### Work to complete
Put every entry below into a two-column CSV with the columns instruction and boxes. Give one row per entry, with the entry's text in one quoted field and its answer in the other, line breaks replaced by spaces, and no pictures.
- - - - - - -
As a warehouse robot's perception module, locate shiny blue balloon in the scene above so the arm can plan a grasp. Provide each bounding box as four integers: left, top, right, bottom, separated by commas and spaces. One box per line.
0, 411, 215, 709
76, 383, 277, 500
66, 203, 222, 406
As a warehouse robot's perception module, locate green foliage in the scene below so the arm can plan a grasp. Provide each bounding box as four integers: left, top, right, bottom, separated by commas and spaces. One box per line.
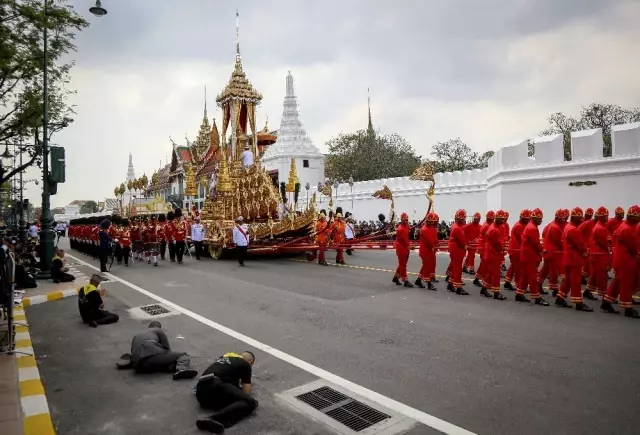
0, 0, 88, 181
326, 130, 420, 181
429, 138, 493, 173
540, 103, 640, 160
- - - - - - -
### Solution to this task
instruction,boxes
"As a warehouse robot's perception module, locate shiny blue balloon in the scene above so the arm can plan a grasp. Provide each bounding box as four integers: left, top, right, bottom, separated by commas and spaces. One box per line.","0, 411, 215, 709 76, 383, 277, 500 66, 203, 222, 406"
"As a warehouse robot's perception module, locate green foliage in the scene below so the arm can plan a grasp. Provide each bounding box as four integers: left, top, right, bottom, separated by commas and spaces. One box per line.","0, 0, 88, 181 326, 130, 420, 181 429, 138, 493, 173 540, 103, 640, 160"